▸ Exercise brief
Below are the records; print them again exactly and omit the pictures.

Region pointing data
^^^^

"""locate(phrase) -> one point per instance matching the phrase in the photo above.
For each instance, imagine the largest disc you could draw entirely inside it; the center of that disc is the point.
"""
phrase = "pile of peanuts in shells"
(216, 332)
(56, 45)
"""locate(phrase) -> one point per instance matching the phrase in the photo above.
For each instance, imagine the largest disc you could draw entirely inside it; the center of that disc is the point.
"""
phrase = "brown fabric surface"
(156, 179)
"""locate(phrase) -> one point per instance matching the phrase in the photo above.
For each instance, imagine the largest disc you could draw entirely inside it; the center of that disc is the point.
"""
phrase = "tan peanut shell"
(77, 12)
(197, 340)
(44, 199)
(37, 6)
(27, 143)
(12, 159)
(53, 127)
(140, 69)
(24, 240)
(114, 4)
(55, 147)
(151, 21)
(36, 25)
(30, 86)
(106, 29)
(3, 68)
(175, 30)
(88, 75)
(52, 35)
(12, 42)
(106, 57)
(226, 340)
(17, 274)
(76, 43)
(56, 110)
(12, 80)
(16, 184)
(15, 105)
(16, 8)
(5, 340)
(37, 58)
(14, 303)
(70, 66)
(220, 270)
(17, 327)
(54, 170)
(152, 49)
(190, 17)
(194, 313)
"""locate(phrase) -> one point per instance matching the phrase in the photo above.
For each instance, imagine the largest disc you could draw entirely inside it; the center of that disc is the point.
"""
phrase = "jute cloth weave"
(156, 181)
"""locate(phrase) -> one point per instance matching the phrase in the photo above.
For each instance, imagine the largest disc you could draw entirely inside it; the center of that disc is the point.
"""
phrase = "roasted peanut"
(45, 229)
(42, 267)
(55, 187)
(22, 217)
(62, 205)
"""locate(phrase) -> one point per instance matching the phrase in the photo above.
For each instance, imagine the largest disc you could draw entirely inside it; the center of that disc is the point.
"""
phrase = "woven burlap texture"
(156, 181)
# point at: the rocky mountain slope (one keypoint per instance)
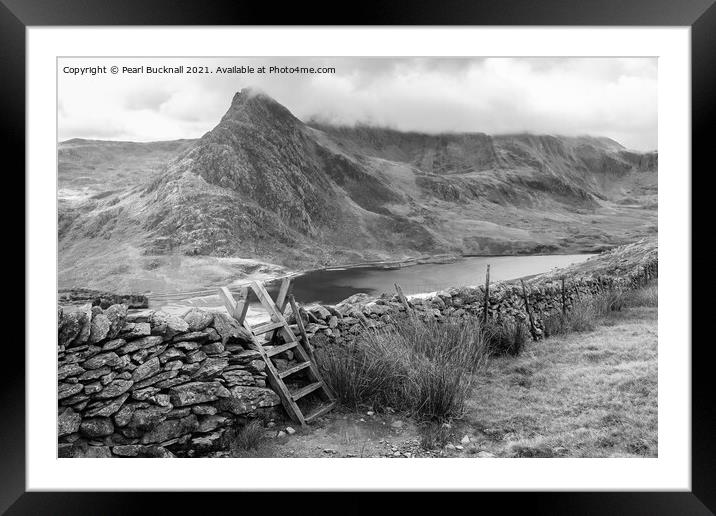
(264, 185)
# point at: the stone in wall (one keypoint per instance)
(150, 384)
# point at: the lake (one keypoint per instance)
(334, 285)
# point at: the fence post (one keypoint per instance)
(529, 312)
(487, 296)
(403, 300)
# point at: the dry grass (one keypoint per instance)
(588, 394)
(424, 368)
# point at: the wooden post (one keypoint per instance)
(529, 312)
(299, 322)
(486, 309)
(403, 299)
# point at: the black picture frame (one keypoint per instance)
(700, 15)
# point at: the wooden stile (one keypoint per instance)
(280, 326)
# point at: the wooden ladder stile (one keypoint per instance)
(280, 327)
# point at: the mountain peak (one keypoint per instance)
(252, 104)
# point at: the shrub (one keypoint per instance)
(425, 368)
(505, 336)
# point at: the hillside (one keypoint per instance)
(264, 186)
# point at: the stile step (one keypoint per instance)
(267, 327)
(294, 369)
(280, 349)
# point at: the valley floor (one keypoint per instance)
(591, 394)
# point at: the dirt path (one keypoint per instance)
(582, 395)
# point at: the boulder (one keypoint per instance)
(144, 419)
(210, 423)
(213, 348)
(86, 321)
(113, 344)
(117, 315)
(141, 343)
(99, 327)
(108, 409)
(171, 429)
(147, 369)
(193, 335)
(197, 392)
(210, 367)
(230, 330)
(109, 359)
(134, 330)
(70, 327)
(68, 422)
(195, 357)
(65, 390)
(243, 399)
(198, 319)
(320, 312)
(97, 427)
(69, 370)
(115, 388)
(166, 324)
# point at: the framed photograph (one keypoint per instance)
(443, 248)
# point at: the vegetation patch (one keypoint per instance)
(424, 368)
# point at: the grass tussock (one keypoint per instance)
(424, 368)
(245, 437)
(647, 296)
(506, 336)
(586, 314)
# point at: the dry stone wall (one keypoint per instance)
(327, 325)
(152, 384)
(147, 383)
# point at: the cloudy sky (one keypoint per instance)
(568, 96)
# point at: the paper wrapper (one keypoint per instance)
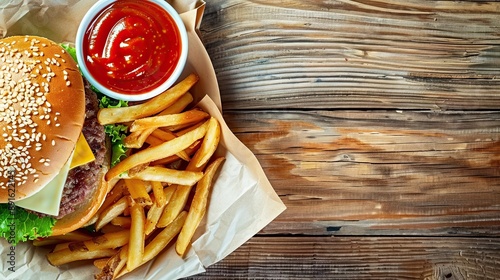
(243, 200)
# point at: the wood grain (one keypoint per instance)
(361, 258)
(392, 172)
(355, 54)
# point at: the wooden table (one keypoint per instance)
(377, 123)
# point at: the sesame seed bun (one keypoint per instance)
(42, 111)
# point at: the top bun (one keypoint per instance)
(42, 110)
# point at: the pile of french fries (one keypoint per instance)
(151, 202)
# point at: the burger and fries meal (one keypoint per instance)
(101, 179)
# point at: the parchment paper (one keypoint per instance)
(243, 200)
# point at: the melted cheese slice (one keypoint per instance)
(83, 154)
(44, 200)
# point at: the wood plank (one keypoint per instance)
(355, 54)
(360, 258)
(379, 172)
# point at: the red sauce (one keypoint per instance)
(132, 46)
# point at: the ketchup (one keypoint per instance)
(132, 46)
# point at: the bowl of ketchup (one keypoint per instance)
(131, 50)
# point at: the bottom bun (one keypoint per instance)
(90, 206)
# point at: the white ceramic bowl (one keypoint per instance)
(84, 25)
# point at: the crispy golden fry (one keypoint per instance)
(66, 256)
(198, 207)
(123, 222)
(208, 146)
(155, 211)
(167, 175)
(153, 141)
(157, 152)
(136, 139)
(197, 163)
(100, 263)
(138, 191)
(118, 191)
(61, 246)
(46, 242)
(179, 105)
(137, 236)
(100, 242)
(109, 228)
(158, 192)
(149, 108)
(113, 265)
(189, 151)
(159, 136)
(160, 241)
(188, 117)
(109, 240)
(70, 236)
(111, 212)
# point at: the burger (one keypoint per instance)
(53, 151)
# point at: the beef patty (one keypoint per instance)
(83, 180)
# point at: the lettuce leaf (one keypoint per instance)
(118, 150)
(116, 132)
(18, 225)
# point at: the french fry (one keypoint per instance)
(137, 236)
(109, 228)
(197, 163)
(113, 265)
(66, 256)
(100, 263)
(70, 236)
(188, 117)
(153, 141)
(157, 152)
(138, 191)
(136, 139)
(109, 240)
(159, 136)
(208, 146)
(118, 191)
(198, 207)
(189, 151)
(123, 222)
(179, 105)
(151, 107)
(158, 192)
(167, 175)
(160, 241)
(155, 211)
(111, 212)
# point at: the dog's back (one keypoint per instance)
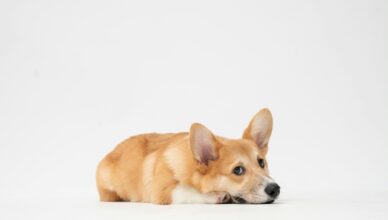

^^^^

▸ Task result
"""locate(phrase) -> one point per instance matching the phrase in the photo above.
For each instance, imagine the largest disc you could draw entirely inside it; the center of that disc is the point.
"""
phrase = "pile of peanuts in shells"
(216, 332)
(56, 45)
"""locate(phrase) -> one point per instance matching the phrase in the photo above.
For each instance, imagine the largest disc you could draw entirely inside it; the center of that disc is the point.
"""
phrase = "brown fabric surface"
(156, 179)
"""locate(phrase) -> one point per instance matching the phrase in the photo above.
For each instance, imagine the largest disc you could draw entirely inside it; the center of that disc is the point.
"""
phrase = "tan peanut shell"
(77, 12)
(197, 340)
(44, 199)
(37, 6)
(27, 143)
(12, 159)
(53, 127)
(140, 69)
(24, 240)
(114, 4)
(55, 147)
(151, 21)
(36, 25)
(30, 86)
(106, 29)
(3, 68)
(175, 30)
(88, 75)
(52, 35)
(12, 42)
(106, 57)
(226, 340)
(17, 274)
(76, 43)
(56, 110)
(12, 80)
(16, 184)
(15, 105)
(16, 8)
(5, 340)
(37, 58)
(14, 303)
(70, 66)
(220, 270)
(17, 327)
(54, 170)
(152, 49)
(190, 17)
(194, 313)
"""locate(phrase) -> one point per instance matching the phrase in the photo above.
For each instance, imagine the largest disc you could draw entirely inside it; the center of that disc is the point.
"""
phrase = "jute cloth weave"
(156, 181)
"""locate(phrase) -> one point per instance matching the phrase in the photo above.
For each instance, imagine the largest disc you could draw entirely inside it; the center of that disc is the point.
"""
phrase = "roasted peanut"
(45, 229)
(42, 267)
(55, 187)
(22, 217)
(62, 205)
"""locate(phrase) -> one point per instance matching the phrase in the photo above.
For each instance, imagine the largest disc you could draw entirely inside it; the center of that disc is the point.
"""
phrase = "woven burlap texture"
(156, 181)
# point at: the rocky mountain slope (one keypoint per instance)
(264, 185)
# point at: the stone in wall (one keypoint per instance)
(150, 384)
# point at: the lake (one keypoint per instance)
(334, 285)
# point at: the fence post (one keypoint per instance)
(529, 312)
(487, 296)
(403, 300)
# point at: the dry grass (one keypoint per instance)
(588, 394)
(424, 368)
# point at: the wooden post (one keypoint per instance)
(529, 312)
(299, 322)
(486, 309)
(403, 299)
# point at: the black picture frame (one keypoint per instance)
(700, 15)
# point at: the wooden stile (one keypoint per instance)
(280, 326)
# point at: the wooden ladder stile (one keypoint per instance)
(280, 327)
# point at: the mountain peak (one keypoint per instance)
(252, 104)
# point at: the shrub (one keypoint per instance)
(425, 368)
(505, 336)
# point at: the hillside (one keypoint per instance)
(264, 186)
# point at: the stile step (one keypoint per instance)
(267, 327)
(294, 369)
(280, 349)
# point at: the valley floor (one keypoint per instance)
(591, 394)
# point at: the dirt path (one keypoint per instance)
(582, 395)
# point at: the boulder (one keypoint per instance)
(144, 419)
(210, 423)
(213, 348)
(86, 321)
(113, 344)
(117, 315)
(141, 343)
(99, 327)
(108, 409)
(171, 429)
(147, 369)
(193, 335)
(197, 392)
(210, 367)
(230, 330)
(109, 359)
(134, 330)
(70, 327)
(68, 422)
(195, 357)
(65, 390)
(243, 399)
(198, 319)
(320, 312)
(97, 427)
(69, 370)
(115, 388)
(166, 324)
# point at: the framed photograph (one keypoint per instance)
(443, 248)
# point at: the vegetation patch (one keypoint per instance)
(424, 368)
# point at: the grass tussock (one keypoint per instance)
(424, 368)
(245, 437)
(647, 296)
(506, 336)
(586, 314)
# point at: the dry stone wall (one keypoint per instance)
(327, 325)
(152, 384)
(147, 383)
# point at: the cloudy sky (one keypoint per instance)
(568, 96)
# point at: the paper wrapper (one keypoint per instance)
(243, 200)
# point at: the wood grain (one keypoint per instance)
(361, 258)
(392, 172)
(355, 54)
# point at: the wooden table (one keypoint per instance)
(377, 123)
# point at: the sesame seed bun (one keypoint per instance)
(42, 111)
# point at: the top bun (one keypoint per instance)
(42, 110)
# point at: the pile of french fries (one keypoint per instance)
(151, 202)
# point at: the burger and fries meal (one keypoint per instance)
(101, 179)
# point at: the parchment paper (one keypoint per instance)
(243, 200)
# point at: the melted cheese slice (one keypoint per instance)
(83, 154)
(44, 200)
# point at: the wood plank (one keypoint per instance)
(355, 54)
(360, 258)
(379, 172)
# point at: the red sauce (one keypoint per instance)
(132, 46)
# point at: the ketchup (one keypoint per instance)
(132, 46)
# point at: the bowl of ketchup (one keypoint per instance)
(131, 50)
# point at: the bottom bun (one keypoint per instance)
(90, 206)
# point at: the white ceramic bowl (one keypoint per instance)
(84, 25)
# point at: the crispy golden fry (one keypoint per instance)
(66, 256)
(198, 207)
(123, 222)
(208, 146)
(155, 211)
(167, 175)
(153, 141)
(157, 152)
(136, 139)
(197, 163)
(100, 263)
(138, 191)
(118, 191)
(61, 246)
(46, 242)
(179, 105)
(137, 236)
(100, 242)
(109, 228)
(158, 192)
(149, 108)
(113, 265)
(189, 151)
(159, 136)
(160, 241)
(188, 117)
(109, 240)
(70, 236)
(111, 212)
# point at: the burger (one keypoint per instance)
(53, 151)
# point at: the beef patty (one keypoint per instance)
(83, 180)
# point at: the lettuce leaf (one keypoint per instance)
(118, 150)
(116, 132)
(18, 225)
# point at: the french fry (one keypoint per instance)
(137, 236)
(109, 228)
(197, 163)
(113, 265)
(66, 256)
(100, 263)
(70, 236)
(188, 117)
(153, 141)
(157, 152)
(138, 191)
(136, 139)
(109, 240)
(159, 136)
(208, 146)
(118, 191)
(198, 207)
(189, 151)
(123, 222)
(179, 105)
(151, 107)
(158, 192)
(167, 175)
(160, 241)
(155, 211)
(111, 212)
# point at: the dog's back (one keypoint per instance)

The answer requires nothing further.